• [What the exercise asks]:
Set down the data below without change, skipping the pictures it holds.

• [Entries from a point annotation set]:

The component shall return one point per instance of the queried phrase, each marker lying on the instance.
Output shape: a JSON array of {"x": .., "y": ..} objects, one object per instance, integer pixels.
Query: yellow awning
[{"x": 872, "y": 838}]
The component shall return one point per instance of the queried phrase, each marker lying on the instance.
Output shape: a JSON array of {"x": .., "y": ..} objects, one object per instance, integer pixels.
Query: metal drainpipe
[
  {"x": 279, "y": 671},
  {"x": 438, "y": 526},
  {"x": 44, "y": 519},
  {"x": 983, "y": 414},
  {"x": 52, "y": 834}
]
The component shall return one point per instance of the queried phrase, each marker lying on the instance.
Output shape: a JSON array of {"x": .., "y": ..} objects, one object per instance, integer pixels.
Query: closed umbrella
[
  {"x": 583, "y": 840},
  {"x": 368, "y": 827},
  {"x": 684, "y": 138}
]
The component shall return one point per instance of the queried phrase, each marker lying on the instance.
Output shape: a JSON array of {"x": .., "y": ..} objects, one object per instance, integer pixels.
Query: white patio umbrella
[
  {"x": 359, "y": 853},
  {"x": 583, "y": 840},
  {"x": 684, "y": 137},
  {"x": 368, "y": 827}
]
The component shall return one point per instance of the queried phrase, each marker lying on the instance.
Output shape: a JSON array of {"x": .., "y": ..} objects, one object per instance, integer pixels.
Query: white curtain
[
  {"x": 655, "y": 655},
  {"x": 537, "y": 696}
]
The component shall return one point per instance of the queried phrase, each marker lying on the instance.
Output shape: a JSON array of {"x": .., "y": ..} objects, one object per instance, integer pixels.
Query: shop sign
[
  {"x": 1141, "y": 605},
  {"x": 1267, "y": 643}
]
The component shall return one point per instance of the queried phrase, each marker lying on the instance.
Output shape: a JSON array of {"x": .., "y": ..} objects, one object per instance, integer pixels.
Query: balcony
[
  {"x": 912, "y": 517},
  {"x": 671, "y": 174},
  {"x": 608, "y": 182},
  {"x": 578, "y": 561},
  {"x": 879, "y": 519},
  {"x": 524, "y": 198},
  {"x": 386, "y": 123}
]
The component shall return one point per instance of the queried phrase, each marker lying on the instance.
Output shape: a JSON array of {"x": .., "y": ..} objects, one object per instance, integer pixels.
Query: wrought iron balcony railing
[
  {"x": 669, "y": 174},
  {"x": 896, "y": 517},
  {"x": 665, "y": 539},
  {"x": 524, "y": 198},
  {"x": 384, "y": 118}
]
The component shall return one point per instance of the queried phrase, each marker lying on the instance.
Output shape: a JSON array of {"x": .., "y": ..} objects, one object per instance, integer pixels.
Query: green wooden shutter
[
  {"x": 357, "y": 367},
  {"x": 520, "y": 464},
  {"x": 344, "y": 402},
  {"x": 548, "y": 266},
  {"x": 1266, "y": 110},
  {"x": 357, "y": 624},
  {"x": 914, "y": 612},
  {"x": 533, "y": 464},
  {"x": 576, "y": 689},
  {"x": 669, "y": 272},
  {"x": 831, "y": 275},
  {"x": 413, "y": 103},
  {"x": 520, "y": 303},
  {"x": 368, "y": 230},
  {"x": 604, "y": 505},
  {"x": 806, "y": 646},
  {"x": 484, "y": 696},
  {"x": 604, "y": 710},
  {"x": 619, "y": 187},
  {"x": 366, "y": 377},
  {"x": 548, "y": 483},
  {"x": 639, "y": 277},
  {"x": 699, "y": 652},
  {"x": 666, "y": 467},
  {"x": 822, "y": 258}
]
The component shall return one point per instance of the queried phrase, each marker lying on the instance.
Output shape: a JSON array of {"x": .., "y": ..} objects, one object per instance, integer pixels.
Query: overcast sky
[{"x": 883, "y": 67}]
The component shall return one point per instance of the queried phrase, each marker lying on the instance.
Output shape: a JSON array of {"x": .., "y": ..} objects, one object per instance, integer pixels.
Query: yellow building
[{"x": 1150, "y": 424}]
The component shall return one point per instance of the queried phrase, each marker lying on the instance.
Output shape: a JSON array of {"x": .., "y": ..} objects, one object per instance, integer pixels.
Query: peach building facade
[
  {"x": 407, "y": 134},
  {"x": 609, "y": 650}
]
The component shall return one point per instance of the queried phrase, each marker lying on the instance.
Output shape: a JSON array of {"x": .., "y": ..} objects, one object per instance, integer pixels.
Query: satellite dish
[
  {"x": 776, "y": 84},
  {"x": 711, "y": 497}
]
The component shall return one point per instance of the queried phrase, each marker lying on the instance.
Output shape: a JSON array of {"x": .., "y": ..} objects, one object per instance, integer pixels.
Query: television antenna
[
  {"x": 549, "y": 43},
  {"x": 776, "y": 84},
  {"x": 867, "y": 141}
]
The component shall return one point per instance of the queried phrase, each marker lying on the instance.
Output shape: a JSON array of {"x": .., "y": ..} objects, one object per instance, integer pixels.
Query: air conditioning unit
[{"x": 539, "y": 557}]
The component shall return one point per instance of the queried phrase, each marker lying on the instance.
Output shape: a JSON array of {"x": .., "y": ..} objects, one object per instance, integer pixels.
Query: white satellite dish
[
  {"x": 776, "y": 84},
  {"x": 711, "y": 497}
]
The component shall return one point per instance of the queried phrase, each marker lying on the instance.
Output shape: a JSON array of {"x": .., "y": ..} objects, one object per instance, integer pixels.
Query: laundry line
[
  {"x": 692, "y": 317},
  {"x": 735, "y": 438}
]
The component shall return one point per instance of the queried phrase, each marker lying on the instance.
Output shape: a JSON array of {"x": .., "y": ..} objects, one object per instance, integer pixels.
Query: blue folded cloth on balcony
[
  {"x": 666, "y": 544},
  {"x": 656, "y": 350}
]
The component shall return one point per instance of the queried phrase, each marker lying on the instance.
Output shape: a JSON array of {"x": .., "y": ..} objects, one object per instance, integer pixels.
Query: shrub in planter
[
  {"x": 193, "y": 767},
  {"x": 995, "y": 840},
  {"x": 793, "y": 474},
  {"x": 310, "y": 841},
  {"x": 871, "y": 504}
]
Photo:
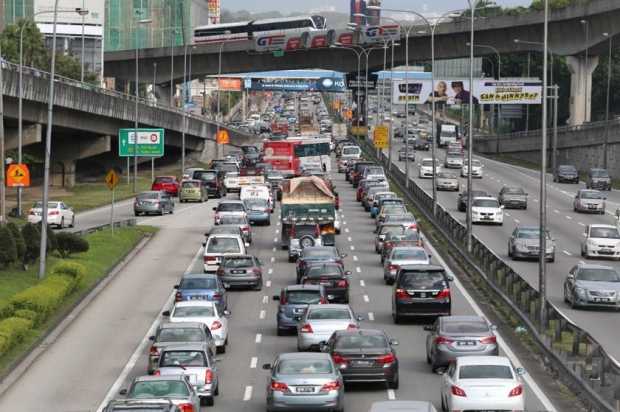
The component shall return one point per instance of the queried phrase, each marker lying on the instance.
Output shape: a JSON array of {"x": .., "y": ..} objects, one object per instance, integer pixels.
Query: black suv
[{"x": 421, "y": 291}]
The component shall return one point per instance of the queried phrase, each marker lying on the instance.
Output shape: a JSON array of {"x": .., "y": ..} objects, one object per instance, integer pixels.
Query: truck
[
  {"x": 446, "y": 133},
  {"x": 308, "y": 199}
]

• [Right answer]:
The component shall return one point per instance of the queried phrase, each marker lying on the instance.
Output shape: a JSON array of {"x": .., "y": ..} objects, one object per instance, integer pixels.
Query: yellow awning
[{"x": 872, "y": 838}]
The component shall return one point per instance of the queried phrase, each marker lying on the instance.
Output shape: a JSON array of {"x": .., "y": ..} objects, one object per instance, integer pixels.
Query: metal drainpipe
[
  {"x": 279, "y": 671},
  {"x": 438, "y": 526},
  {"x": 44, "y": 519},
  {"x": 983, "y": 414},
  {"x": 52, "y": 834}
]
The component shall return one point per instance of the queried phrase, each marker lying on the instance.
Output shape: a JSON array of {"x": .., "y": ..} objects, one object per instance, integer pixels.
Query: closed umbrella
[
  {"x": 583, "y": 840},
  {"x": 368, "y": 827},
  {"x": 684, "y": 138}
]
The component shall return one point per instance of the queried phrase, each marker lying on the instance.
Output shape: a JSON array of {"x": .., "y": ..} objects, one object per instance, integer pixels.
Query: white patio umbrella
[
  {"x": 359, "y": 853},
  {"x": 583, "y": 840},
  {"x": 684, "y": 137},
  {"x": 368, "y": 827}
]
The component shall return one point per instance of the queried phrase, each marker lying on the instance.
Output shape: a JSON array of {"x": .., "y": ..} objects, one object per instance, integer pixels.
Query: white curtain
[
  {"x": 655, "y": 655},
  {"x": 537, "y": 696}
]
The component shall return one point per instance of the queried phrase, each marker lying on the instance.
Output shape: a JSON array of {"x": .., "y": ..} objects, one object per instance, integer pixels.
Query: shop sign
[
  {"x": 1141, "y": 605},
  {"x": 1267, "y": 643}
]
The component shall return one point per instance of the queried phrase, each marker lying on the instance.
Output shape: a JSON array of {"x": .., "y": ..} objects, one object per instance, integer pixels.
Query: balcony
[
  {"x": 912, "y": 517},
  {"x": 671, "y": 174},
  {"x": 608, "y": 182},
  {"x": 578, "y": 561},
  {"x": 879, "y": 519},
  {"x": 524, "y": 198},
  {"x": 386, "y": 123}
]
The component shall return one point per instance of the queried phrase, each marker lying on the instance.
Output shape: a JSON array of {"x": .., "y": ..} objects, one object per instance, integer pixels.
Query: wrought iron balcony railing
[
  {"x": 669, "y": 174},
  {"x": 896, "y": 517},
  {"x": 665, "y": 539},
  {"x": 524, "y": 198},
  {"x": 384, "y": 118}
]
The component shall return one point per instance of the queried phrase, each marker lying on the instance.
Output shape: a JSON array of {"x": .., "y": ..} objects, one object per instance, integer pixels.
Query: green wooden shutter
[
  {"x": 357, "y": 367},
  {"x": 520, "y": 464},
  {"x": 344, "y": 402},
  {"x": 548, "y": 266},
  {"x": 1266, "y": 110},
  {"x": 357, "y": 624},
  {"x": 914, "y": 612},
  {"x": 533, "y": 464},
  {"x": 576, "y": 689},
  {"x": 669, "y": 272},
  {"x": 831, "y": 275},
  {"x": 413, "y": 103},
  {"x": 520, "y": 303},
  {"x": 368, "y": 230},
  {"x": 604, "y": 505},
  {"x": 806, "y": 646},
  {"x": 484, "y": 696},
  {"x": 604, "y": 710},
  {"x": 619, "y": 187},
  {"x": 366, "y": 377},
  {"x": 548, "y": 483},
  {"x": 639, "y": 277},
  {"x": 699, "y": 652},
  {"x": 666, "y": 467},
  {"x": 822, "y": 258}
]
The component shall return one point per instance of the queried phrase, each marker lying on the instance.
Output shape: a JSON array of {"x": .., "y": ..} objects, one object per instance, integer pixels.
Query: overcast sky
[{"x": 883, "y": 67}]
The component shall return one point per instance of the queried phrase, each marker lying on the instance.
Output shape: a JSON array of {"x": .., "y": ..} objects, one object per instance, integer pixels.
Query: yellow building
[{"x": 1150, "y": 424}]
The component shall return one point per instance of the queried phrase, each marker lying on the instance.
Output shape: a JSON array of {"x": .., "y": ..} objects, one object per instance, integer pixels.
Query: peach building facade
[
  {"x": 407, "y": 134},
  {"x": 609, "y": 650}
]
The component shall return one point per instance of the queried phrase, each marker lying on the instance.
Output shape: a JSON array of {"x": .., "y": ..} objects, one object per instance, integer pixels.
Query: satellite dish
[
  {"x": 776, "y": 84},
  {"x": 711, "y": 497}
]
The component shall return one point per instance of the queried phrase, each marker lying on the instance.
Output shape: a JSON array of {"x": .., "y": ..} objects, one object per instance, integer pixels.
Query: television antenna
[
  {"x": 549, "y": 43},
  {"x": 776, "y": 84},
  {"x": 867, "y": 141}
]
The component shall return one point per instance of the queried phrase, each marker lying on the instance.
Output shape: a JSON array of {"x": .., "y": ..} objects, one object per instance, integer pixels.
Query: air conditioning unit
[{"x": 539, "y": 557}]
The component shall return one point per instance of the queried phrase, each marker lying on the instance.
Output shape: a JSON array of {"x": .., "y": ..} objects, one object per instance, integer pixels.
Query: white satellite dish
[
  {"x": 776, "y": 84},
  {"x": 711, "y": 497}
]
The component shall return one point per instance of the queried phrase, each marker lying on the instance.
Output shape: a JSON array of {"x": .., "y": ..} objects, one object per instance, integer pixels.
Query: laundry line
[
  {"x": 692, "y": 317},
  {"x": 735, "y": 438}
]
The component shall return one point per instance of the queried phrase, each marker lying on the instance.
Output shape: a JSON array of {"x": .., "y": ..} objects, one object per instance, integer pixels.
Query: blue folded cloth on balcony
[
  {"x": 666, "y": 544},
  {"x": 656, "y": 350}
]
The component shall return one point per instance of the queried phrase, each marker lying on the instance.
Output shape: a JSON array of {"x": .., "y": ..} objects, one object per instance, integer pixels.
Query: shrub in planter
[
  {"x": 193, "y": 767},
  {"x": 995, "y": 840},
  {"x": 793, "y": 474},
  {"x": 310, "y": 841},
  {"x": 871, "y": 504}
]
Photo:
The component shall return one point per instance of the queried phrase, each marker lying on the instance.
Output shape: a JSON array of {"x": .., "y": ..} objects, one object per instance, integer pixels.
Query: black suv
[{"x": 421, "y": 291}]
The component shall return one point per instance of the queried phrase, each marker lying on the instance.
Output shape: a JSON array of {"x": .., "y": ..} objects, one object per instance, integer pixels.
Query: truck
[
  {"x": 446, "y": 133},
  {"x": 308, "y": 199}
]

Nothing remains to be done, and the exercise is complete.